Rewrite every row below, replacing "every instance" with "each instance" wherever it occurs and leaving everything else as it is.

# Provided records
· · ·

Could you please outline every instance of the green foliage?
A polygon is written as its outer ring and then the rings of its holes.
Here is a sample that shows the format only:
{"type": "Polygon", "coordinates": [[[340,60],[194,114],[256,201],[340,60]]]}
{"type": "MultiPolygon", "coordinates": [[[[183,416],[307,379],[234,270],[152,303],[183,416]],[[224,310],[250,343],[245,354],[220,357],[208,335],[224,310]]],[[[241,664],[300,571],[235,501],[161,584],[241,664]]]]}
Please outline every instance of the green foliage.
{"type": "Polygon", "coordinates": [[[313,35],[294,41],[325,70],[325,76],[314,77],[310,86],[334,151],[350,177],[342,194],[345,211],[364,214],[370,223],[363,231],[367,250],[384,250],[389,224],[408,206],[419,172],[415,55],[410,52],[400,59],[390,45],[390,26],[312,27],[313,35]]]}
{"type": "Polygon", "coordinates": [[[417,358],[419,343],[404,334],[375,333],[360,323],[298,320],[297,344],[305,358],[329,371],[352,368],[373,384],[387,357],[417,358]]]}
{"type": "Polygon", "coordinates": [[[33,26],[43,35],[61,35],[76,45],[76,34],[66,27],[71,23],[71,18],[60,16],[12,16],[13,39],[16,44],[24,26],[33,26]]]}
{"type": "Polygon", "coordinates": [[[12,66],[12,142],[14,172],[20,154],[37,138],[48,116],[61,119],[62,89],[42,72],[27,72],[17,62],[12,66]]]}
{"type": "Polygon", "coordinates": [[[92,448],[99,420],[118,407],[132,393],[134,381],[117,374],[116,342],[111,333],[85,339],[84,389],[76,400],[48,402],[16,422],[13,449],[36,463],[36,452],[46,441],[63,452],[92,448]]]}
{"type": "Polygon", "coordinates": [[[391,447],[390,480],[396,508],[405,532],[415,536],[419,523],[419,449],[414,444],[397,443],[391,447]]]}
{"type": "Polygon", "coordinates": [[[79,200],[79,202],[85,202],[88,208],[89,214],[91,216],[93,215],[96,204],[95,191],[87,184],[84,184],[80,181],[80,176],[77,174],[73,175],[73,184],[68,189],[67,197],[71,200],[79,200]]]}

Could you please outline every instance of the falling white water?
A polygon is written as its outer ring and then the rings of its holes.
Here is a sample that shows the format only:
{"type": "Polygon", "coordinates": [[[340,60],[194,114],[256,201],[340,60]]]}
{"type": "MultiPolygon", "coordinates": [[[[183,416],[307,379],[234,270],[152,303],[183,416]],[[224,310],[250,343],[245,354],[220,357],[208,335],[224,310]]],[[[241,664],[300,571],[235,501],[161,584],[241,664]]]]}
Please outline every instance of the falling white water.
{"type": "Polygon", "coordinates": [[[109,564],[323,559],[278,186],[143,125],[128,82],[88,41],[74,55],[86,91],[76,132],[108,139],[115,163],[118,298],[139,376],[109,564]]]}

· · ·

# Output
Could you please outline each instance of the green foliage?
A polygon is written as its outer ring and then the rings of its holes.
Here is a sample that shows the format only:
{"type": "Polygon", "coordinates": [[[340,60],[194,114],[256,201],[340,60]]]}
{"type": "MultiPolygon", "coordinates": [[[[183,416],[307,379],[234,270],[152,303],[183,416]],[[224,310],[250,343],[245,354],[220,357],[208,335],[224,310]]],[[[241,664],[300,571],[235,501],[161,584],[241,664]]]]}
Please outline each instance of the green foliage.
{"type": "Polygon", "coordinates": [[[313,35],[294,41],[325,70],[325,76],[314,77],[310,86],[334,151],[350,177],[342,194],[345,211],[364,214],[370,223],[363,231],[367,250],[384,250],[389,224],[408,206],[419,172],[415,55],[410,52],[400,59],[390,45],[390,26],[312,27],[313,35]]]}
{"type": "Polygon", "coordinates": [[[417,358],[419,343],[404,334],[375,333],[360,323],[298,320],[297,344],[305,358],[329,371],[352,368],[373,384],[387,357],[417,358]]]}
{"type": "Polygon", "coordinates": [[[33,26],[43,35],[61,35],[76,45],[76,34],[66,27],[71,23],[71,18],[60,16],[12,16],[13,39],[16,44],[24,26],[33,26]]]}
{"type": "Polygon", "coordinates": [[[12,66],[12,142],[14,172],[20,154],[37,138],[48,116],[61,119],[62,89],[42,72],[27,72],[17,62],[12,66]]]}
{"type": "Polygon", "coordinates": [[[92,448],[99,420],[118,407],[132,393],[134,381],[117,374],[116,342],[111,333],[85,339],[84,389],[76,400],[48,402],[16,422],[13,449],[36,463],[36,452],[46,441],[63,452],[92,448]]]}
{"type": "Polygon", "coordinates": [[[391,447],[390,480],[396,508],[405,532],[415,536],[419,523],[419,449],[414,444],[397,443],[391,447]]]}
{"type": "Polygon", "coordinates": [[[79,200],[79,202],[85,202],[88,208],[89,214],[91,216],[93,215],[96,204],[95,191],[87,184],[84,184],[80,181],[80,176],[77,174],[73,175],[73,184],[68,189],[67,197],[71,200],[79,200]]]}

Could you please outline each instance of the falling white water?
A polygon is written as its outer ring and then the rings of its holes.
Here is a sample that shows the format only:
{"type": "Polygon", "coordinates": [[[340,60],[194,114],[256,201],[340,60]]]}
{"type": "MultiPolygon", "coordinates": [[[[183,416],[307,379],[234,270],[152,303],[183,416]],[[224,310],[250,343],[245,354],[220,357],[208,335],[224,310]]],[[[241,664],[300,571],[235,501],[161,584],[241,664]]]]}
Please outline each instance of the falling white water.
{"type": "Polygon", "coordinates": [[[109,564],[323,559],[278,186],[143,125],[128,82],[88,41],[74,55],[86,91],[76,132],[108,139],[115,163],[118,298],[139,376],[109,564]]]}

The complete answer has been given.